(Extrait de page):
---*---

Alors.
En fait, je suis à la fois heureux et horriblement frustré.
Pourquoi heureux ? Parce que "Black Panther" est un bon film, non seulement au sein d'un MCU qui aligne les films sympathiques mais sans envergure, mais aussi un bon film tout court, un bon blockbuster.
Pourquoi horriblement frustré ? Parce que MCU oblige, Ryan Coogler s'est retrouvé limité, un peu dans ses intentions, beaucoup dans la création de son univers visuel.


Le MCU, c'est un genre de feuilleton : l'important pour le spectateur, c'est de revoir les mêmes têtes connues qui vivent leurs aventures, pas d'être plongé dans un univers crédible et avec un réel cachet visuel. Et pour cause, avec leurs effets spéciaux en toc, "Thor : Ragnarok" et "Les Gardiens de la Galaxie 2" n'ont jamais dépassé l'ambition d'être plus que de joyeuses et sympathiques séries B, fun mais sans souffle. Par "souffle", j'entends ce que je ressens devant des films comme les vieux "Star Wars", comme devant le "Seigneur des Anneaux", des films qui me font me sentir impliqué, ressentir quelque chose pour les personnages, les enjeux, qui me font voyager dans un univers inconnu et qui semble pourtant familier. En somme, ce souffle, c'est le "souffle épique" (expression souvent employée par notre cher "Fossoyeur de Films").

---*---

[Éléments enregistrés]
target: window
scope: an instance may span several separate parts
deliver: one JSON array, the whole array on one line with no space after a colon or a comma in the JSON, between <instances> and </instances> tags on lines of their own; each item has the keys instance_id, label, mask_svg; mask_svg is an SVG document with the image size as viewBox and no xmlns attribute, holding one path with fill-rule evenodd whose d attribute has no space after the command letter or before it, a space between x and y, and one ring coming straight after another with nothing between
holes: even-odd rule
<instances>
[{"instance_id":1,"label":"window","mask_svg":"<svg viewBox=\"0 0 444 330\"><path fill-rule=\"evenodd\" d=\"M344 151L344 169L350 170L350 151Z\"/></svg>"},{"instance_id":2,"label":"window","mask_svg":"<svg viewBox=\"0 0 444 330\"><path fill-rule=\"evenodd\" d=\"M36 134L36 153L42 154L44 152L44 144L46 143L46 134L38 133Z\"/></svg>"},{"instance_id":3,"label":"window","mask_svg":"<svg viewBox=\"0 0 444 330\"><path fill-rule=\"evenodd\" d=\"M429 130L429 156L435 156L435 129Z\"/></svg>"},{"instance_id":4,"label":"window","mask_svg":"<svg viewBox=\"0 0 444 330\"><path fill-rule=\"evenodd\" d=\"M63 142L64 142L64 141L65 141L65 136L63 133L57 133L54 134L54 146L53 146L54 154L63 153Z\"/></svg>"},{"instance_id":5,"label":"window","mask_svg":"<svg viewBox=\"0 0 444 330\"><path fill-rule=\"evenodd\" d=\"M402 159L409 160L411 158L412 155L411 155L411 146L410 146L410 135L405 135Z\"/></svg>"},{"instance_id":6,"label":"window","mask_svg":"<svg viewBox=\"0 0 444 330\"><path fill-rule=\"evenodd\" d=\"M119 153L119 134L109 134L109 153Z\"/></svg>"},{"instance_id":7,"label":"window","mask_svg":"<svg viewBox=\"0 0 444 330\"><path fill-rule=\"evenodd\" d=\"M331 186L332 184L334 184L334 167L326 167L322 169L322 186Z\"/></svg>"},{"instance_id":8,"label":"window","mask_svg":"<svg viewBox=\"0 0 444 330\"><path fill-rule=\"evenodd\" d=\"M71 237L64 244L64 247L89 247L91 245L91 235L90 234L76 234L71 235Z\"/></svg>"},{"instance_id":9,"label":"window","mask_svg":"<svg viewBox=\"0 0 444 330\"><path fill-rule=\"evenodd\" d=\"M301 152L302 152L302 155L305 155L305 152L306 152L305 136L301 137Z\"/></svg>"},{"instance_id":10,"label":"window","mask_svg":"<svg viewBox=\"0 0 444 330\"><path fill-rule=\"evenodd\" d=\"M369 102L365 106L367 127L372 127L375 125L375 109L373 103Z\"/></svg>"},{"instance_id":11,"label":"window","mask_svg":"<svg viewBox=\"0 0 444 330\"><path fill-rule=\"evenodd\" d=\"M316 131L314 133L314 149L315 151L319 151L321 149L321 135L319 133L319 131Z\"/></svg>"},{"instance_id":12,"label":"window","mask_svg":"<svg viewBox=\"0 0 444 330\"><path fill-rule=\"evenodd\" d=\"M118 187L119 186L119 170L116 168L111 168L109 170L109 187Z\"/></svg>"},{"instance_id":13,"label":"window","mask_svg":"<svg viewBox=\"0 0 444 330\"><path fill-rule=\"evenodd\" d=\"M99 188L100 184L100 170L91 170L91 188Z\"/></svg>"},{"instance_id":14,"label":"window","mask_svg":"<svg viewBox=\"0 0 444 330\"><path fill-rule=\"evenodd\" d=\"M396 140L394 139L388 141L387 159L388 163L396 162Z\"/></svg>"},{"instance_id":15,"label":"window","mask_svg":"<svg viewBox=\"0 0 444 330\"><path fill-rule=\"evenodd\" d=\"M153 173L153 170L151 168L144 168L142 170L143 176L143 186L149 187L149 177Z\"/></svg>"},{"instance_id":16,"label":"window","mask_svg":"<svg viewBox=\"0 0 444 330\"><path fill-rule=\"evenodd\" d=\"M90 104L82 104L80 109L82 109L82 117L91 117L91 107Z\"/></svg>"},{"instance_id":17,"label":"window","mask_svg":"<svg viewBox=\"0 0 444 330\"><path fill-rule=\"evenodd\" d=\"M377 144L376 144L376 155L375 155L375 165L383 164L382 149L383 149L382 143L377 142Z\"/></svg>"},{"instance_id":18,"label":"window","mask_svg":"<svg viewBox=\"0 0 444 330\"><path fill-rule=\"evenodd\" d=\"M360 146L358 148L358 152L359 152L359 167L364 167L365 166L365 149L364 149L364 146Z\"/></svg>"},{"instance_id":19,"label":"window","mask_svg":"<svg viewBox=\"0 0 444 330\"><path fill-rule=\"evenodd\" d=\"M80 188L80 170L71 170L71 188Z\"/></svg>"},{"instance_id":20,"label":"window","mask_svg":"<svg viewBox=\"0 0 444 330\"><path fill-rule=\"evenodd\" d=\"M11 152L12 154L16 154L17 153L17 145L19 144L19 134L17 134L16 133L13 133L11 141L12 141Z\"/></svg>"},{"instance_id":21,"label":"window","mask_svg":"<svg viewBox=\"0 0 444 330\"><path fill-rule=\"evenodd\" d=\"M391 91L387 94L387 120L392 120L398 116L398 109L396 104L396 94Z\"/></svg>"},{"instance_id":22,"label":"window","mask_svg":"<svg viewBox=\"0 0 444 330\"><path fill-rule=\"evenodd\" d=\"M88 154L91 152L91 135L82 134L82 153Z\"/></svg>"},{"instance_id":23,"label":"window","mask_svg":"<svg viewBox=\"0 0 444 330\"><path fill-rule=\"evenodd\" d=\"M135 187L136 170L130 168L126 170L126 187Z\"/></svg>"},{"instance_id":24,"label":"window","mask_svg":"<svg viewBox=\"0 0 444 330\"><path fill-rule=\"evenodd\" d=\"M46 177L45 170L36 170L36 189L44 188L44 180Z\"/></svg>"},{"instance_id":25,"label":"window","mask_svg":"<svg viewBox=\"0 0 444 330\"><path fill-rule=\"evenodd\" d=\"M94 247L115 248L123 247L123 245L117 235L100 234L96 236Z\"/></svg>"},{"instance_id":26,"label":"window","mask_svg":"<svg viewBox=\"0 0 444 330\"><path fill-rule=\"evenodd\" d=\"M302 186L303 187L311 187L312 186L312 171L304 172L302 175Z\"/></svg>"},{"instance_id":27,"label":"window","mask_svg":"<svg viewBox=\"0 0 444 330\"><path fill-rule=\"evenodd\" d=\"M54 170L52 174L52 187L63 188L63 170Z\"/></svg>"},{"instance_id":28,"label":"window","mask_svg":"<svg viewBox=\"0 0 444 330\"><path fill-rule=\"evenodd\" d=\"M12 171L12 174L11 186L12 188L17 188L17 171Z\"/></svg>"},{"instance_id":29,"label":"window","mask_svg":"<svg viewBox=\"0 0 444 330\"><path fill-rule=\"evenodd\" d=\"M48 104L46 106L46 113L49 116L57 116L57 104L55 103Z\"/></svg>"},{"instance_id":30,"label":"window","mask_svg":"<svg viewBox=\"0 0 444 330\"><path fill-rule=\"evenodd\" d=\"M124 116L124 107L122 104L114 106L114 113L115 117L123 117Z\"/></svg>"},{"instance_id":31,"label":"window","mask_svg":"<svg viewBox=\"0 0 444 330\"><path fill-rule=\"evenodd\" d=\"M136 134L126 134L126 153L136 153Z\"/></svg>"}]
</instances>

---*---

(Description de la tâche):
Recopiez intégralement la critique de « Black Panther » sans y changer un seul mot.

(Réponse écrite):
Alors.
En fait, je suis à la fois heureux et horriblement frustré.
Pourquoi heureux ? Parce que "Black Panther" est un bon film, non seulement au sein d'un MCU qui aligne les films sympathiques mais sans envergure, mais aussi un bon film tout court, un bon blockbuster.
Pourquoi horriblement frustré ? Parce que MCU oblige, Ryan Coogler s'est retrouvé limité, un peu dans ses intentions, beaucoup dans la création de son univers visuel.


Le MCU, c'est un genre de feuilleton : l'important pour le spectateur, c'est de revoir les mêmes têtes connues qui vivent leurs aventures, pas d'être plongé dans un univers crédible et avec un réel cachet visuel. Et pour cause, avec leurs effets spéciaux en toc, "Thor : Ragnarok" et "Les Gardiens de la Galaxie 2" n'ont jamais dépassé l'ambition d'être plus que de joyeuses et sympathiques séries B, fun mais sans souffle. Par "souffle", j'entends ce que je ressens devant des films comme les vieux "Star Wars", comme devant le "Seigneur des Anneaux", des films qui me font me sentir impliqué, ressentir quelque chose pour les personnages, les enjeux, qui me font voyager dans un univers inconnu et qui semble pourtant familier. En somme, ce souffle, c'est le "souffle épique" (expression souvent employée par notre cher "Fossoyeur de Films").